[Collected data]
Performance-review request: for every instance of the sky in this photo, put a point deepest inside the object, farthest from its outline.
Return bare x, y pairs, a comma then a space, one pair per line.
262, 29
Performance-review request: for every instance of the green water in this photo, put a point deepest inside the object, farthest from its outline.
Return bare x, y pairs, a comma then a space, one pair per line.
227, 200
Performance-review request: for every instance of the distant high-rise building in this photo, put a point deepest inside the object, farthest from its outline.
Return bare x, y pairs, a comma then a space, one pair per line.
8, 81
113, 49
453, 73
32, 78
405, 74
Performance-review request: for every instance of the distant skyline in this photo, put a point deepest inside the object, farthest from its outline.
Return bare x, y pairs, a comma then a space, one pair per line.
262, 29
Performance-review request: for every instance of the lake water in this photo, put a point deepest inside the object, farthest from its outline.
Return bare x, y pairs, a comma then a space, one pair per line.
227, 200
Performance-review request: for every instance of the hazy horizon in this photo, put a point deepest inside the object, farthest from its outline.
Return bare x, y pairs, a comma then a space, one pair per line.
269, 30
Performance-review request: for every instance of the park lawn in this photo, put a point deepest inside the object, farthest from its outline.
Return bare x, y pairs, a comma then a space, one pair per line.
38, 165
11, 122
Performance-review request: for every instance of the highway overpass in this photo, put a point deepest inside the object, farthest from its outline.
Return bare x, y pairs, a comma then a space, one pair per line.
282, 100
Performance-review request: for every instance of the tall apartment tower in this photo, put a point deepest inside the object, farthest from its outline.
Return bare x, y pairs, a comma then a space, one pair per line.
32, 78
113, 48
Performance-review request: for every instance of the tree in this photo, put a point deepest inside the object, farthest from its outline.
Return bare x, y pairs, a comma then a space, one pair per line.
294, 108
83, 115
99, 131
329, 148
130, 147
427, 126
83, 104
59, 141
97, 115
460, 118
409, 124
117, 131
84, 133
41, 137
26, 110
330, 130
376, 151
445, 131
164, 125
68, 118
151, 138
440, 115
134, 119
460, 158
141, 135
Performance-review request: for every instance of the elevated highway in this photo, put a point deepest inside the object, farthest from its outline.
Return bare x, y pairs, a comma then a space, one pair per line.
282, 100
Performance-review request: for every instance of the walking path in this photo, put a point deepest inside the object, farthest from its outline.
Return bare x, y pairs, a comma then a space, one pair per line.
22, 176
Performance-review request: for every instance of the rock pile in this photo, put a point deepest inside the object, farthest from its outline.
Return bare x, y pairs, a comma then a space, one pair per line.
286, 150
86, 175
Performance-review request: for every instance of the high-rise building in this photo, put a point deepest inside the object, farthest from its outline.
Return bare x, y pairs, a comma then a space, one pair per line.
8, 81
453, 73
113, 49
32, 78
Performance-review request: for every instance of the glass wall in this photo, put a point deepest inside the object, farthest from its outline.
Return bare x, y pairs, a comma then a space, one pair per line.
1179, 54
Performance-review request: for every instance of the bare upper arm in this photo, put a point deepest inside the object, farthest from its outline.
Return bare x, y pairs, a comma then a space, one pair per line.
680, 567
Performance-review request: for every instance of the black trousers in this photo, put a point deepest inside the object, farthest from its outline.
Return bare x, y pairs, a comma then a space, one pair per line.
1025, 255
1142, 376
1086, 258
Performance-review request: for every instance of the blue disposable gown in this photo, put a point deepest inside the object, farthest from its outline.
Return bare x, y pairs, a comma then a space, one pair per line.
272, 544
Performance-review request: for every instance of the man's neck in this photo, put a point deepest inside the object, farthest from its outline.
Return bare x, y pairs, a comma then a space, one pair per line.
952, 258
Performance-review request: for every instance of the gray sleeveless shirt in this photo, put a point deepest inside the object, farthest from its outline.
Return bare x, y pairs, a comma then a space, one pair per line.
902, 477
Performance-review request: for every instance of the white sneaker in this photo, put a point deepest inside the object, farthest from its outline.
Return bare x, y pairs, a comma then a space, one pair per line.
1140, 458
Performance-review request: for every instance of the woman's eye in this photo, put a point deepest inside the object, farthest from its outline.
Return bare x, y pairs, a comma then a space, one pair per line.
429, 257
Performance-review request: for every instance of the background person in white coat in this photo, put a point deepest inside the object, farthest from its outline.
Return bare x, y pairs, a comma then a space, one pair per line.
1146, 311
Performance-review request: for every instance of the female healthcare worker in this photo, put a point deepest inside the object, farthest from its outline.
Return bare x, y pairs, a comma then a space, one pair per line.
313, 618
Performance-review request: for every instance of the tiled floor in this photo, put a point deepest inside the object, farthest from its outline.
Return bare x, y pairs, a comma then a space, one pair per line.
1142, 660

**What is being asked**
Please extract all of the records above word for word, keeping every line unchanged.

**Exercise answer**
Performance-review request: for every instance of the sky in this photo, put a point deepest inside the object, farthest from its outline.
Return bare x, y pairs, a comma then a space, one pair per line.
262, 29
Performance-review request: for every instance of the green water in this photo, put a point deepest inside the object, farthest from its outline.
Return bare x, y pairs, a comma then a space, one pair per line.
227, 200
Performance-review request: for every instance of the distant high-rise building in this photo, put a point deepest inside the object, farthest from its outline.
Return bare x, y pairs, a comma then a space, one pair per line.
8, 81
113, 49
453, 73
32, 78
405, 74
Performance-review request: for every instance of the distant skyline in this photo, put a point deepest inside the object, farthest from its outline.
Return bare x, y pairs, a comma then a space, one pair per line.
262, 29
Performance-review request: for every instance of the lake water in this photo, put a point deepest inside the object, farthest from its outline.
Return bare x, y pairs, a comma then a space, one pair per line.
227, 200
Performance-review request: for every instance of the hazy horizon in this photo, put a point deepest inside the object, farthest from its outline.
Return bare x, y pairs, a comma then a space, one pair per line.
269, 30
Performance-review request: for every instance of the park lawn in this photo, put a point deepest inside the object, farthest from its outline.
Return bare x, y pairs, a comma then a space, one pair per line.
38, 165
11, 122
Performance-review request: for every instance of the highway overpass in this photo, put a point deepest inside the object, farthest from its outline.
Return bare x, y pairs, a comma then a space, one pair per line.
282, 100
Performance-review request: for every instance of the tall apartment tower in this photo, put a point deepest inside the object, farthest from its outline.
Return bare x, y pairs, a comma then a space, one pair per line.
32, 78
113, 48
Performance-review request: for every instance of the tree in this photo, put a point deepest inside the object, farthest from its outline.
Return bare x, y pairs, a comma then a space, one pair per line.
294, 108
83, 115
99, 131
329, 148
130, 147
427, 126
83, 104
59, 141
97, 115
460, 118
409, 124
117, 131
84, 133
41, 137
26, 110
330, 130
376, 151
445, 131
164, 125
68, 118
151, 138
440, 115
134, 119
460, 158
141, 135
Performance-review request: for every instance of the elevated highway in this photo, put a point deepest inside the object, farthest from its outline.
Return bare x, y pairs, a comma then a space, one pair per line.
282, 100
Performance-review request: for every instance of the walking path in this photo, put a point deepest inside the object, farthest from its outline.
Return bare x, y pairs, a comma then a space, one pair per line.
22, 176
Performance-review request: for every instance of the rock pile in this photo, put a point deepest inside the object, farthest from its outline.
Return bare x, y pairs, a comma then a space, one pair per line.
286, 150
86, 175
Performance-review request: for every instance of the high-rise building in this photo, put a point deepest inside the object, farthest from its outline.
Return bare x, y pairs, a comma then a space, one pair per line.
8, 81
453, 73
113, 49
32, 78
Performance-review request: for every instance of the glass wall in this photo, put a point deepest inside the object, farthest from its outline.
Return bare x, y pairs, a comma then a space, one pair per line.
1179, 54
Performance-review request: for every instance of the bare upper arm in this photo, put a point deepest inside the object, farthest from its outline.
Return bare x, y pairs, a comma then a space, one pair per line.
680, 567
Performance-review request: for every instance of the black trousers in this photo, put a point deepest inside the object, farthest from its outline.
Return bare x, y pairs, a comma then a space, one pair per line.
1025, 255
1142, 376
1086, 258
Performance-review request: for every instance of the blue disposable gown in this photo, put a point deepest inside the object, farthest from its outline.
Return bare x, y pairs, a comma then a space, one pair per line.
272, 544
Performance-review request: for every instance of the man's neck in this photo, put a point deepest inside the object, farthest from its outline.
Return bare x, y pairs, a comma then a space, one pair per line.
952, 258
Performance-review request: for every instance of the gray sleeveless shirt in this photo, put a point deepest inside the object, farthest from its outline.
Return bare x, y pairs, a comma then a space, one pair per line.
902, 477
Performance-review request: for every instance of the white sneaker in this photo, put a point deepest inside the object, farthest from its outline.
Return bare x, y pairs, a comma then a space, one pair per line.
1140, 458
Performance-review request: for every instance of the woman's eye in this photo, put a point deepest inside the object, farthest from its outline.
Return bare x, y pairs, a comma then a space, one pair per line.
429, 257
Performance-review request: for every instance of the background person in white coat in this photo, put a point deepest inside the object, farthest from its outline.
Return bare x, y pairs, a comma then a space, one pair per line.
1146, 311
Performance-review request: for every instance of the female healthcare worker in this photo, put a point deepest inside the object, farthest from its outline.
Return bare x, y pairs, a comma then a space, one pair per line.
313, 618
Performance-review request: for every instance of the tiled floor in this photo, put a point deepest inside the object, farthest from its outline.
Return bare x, y pairs, a comma then a space, one pair per line.
1142, 660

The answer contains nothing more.